* _ページ_
☆ ☆ ☆ ☆
映画『キリエのうた』完成報告イベントが11日、東京都内で行われ、出演者のアイナ・ジ・エンド、松村北斗(SixTONES)、黒木華、広瀬すず、江口洋介、吉瀬美智子、奥菜恵、浅田美代子、北村有起哉、大塚愛、粗品と岩井俊二監督が登壇した。
本作は、歌うことでしか声を出せない住所不定の路上シンガー・キリエを中心に、別れと出会いを繰り返す4人の人生が交差する13年を描く物語。主人公・キリエを“楽器を持たないパンクバンド”BiSHとして活躍してきた異色のアーティスト、アイナが演じた。
6月29日のワンマンライブをもってBiSHを解散したばかりのアイナ。この日、観客の盛大な拍手に迎えられると「今日を迎えることができてすごく、すごくうれしいです」と緊張気味にあいさつした。
アイナはこれが映画初主演。「音楽大好きで、ロックンロール一辺倒みたいな人だった私を岩井さんが見つけて、拾ってくださった。本当に夢みたいだなと思ったけど、これを夢で終わらせちゃいけない。広瀬すずちゃんと松村北斗さんに、お芝居をリードしてもらって、なんとかやり遂げられたと思っています」と感謝を述べた。
岩井組初参加となった松村も「初めて映画は面白いものかもしれないと気付いたのが岩井さんの『リップヴァンウィンクルの花嫁』でした」と憧れの存在だったことを明かし、「日々の現場はとても刺激的で、僕の人生にとって、とんでもない思い出の一つとなりました」と喜びを語った。
☆ ☆ ☆ ☆
* _課題 1_
ページによると、アイナ・ジ・エンドは何月何日のワンマンライブをもってBiSHを解散しましたか。
* _課題 2_
ページの「映画『キリエのうた』完成報告」から「なりました」と喜びを語った。」までの部分全体をもう一度書き、その中の「路上シンガー」を「ストリートミュージシャン」に差し替えてください。

* _資料_
☆ ☆ ☆ ☆
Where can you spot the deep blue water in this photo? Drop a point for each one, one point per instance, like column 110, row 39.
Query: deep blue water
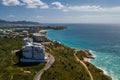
☆ ☆ ☆ ☆
* _解答全文 1_
6月29日のワンマンライブです。

* _解答全文 2_
映画『キリエのうた』完成報告イベントが11日、東京都内で行われ、出演者のアイナ・ジ・エンド、松村北斗(SixTONES)、黒木華、広瀬すず、江口洋介、吉瀬美智子、奥菜恵、浅田美代子、北村有起哉、大塚愛、粗品と岩井俊二監督が登壇した。
本作は、歌うことでしか声を出せない住所不定のストリートミュージシャン・キリエを中心に、別れと出会いを繰り返す4人の人生が交差する13年を描く物語。主人公・キリエを“楽器を持たないパンクバンド”BiSHとして活躍してきた異色のアーティスト、アイナが演じた。
6月29日のワンマンライブをもってBiSHを解散したばかりのアイナ。この日、観客の盛大な拍手に迎えられると「今日を迎えることができてすごく、すごくうれしいです」と緊張気味にあいさつした。
アイナはこれが映画初主演。「音楽大好きで、ロックンロール一辺倒みたいな人だった私を岩井さんが見つけて、拾ってくださった。本当に夢みたいだなと思ったけど、これを夢で終わらせちゃいけない。広瀬すずちゃんと松村北斗さんに、お芝居をリードしてもらって、なんとかやり遂げられたと思っています」と感謝を述べた。
岩井組初参加となった松村も「初めて映画は面白いものかもしれないと気付いたのが岩井さんの『リップヴァンウィンクルの花嫁』でした」と憧れの存在だったことを明かし、「日々の現場はとても刺激的で、僕の人生にとって、とんでもない思い出の一つとなりました」と喜びを語った。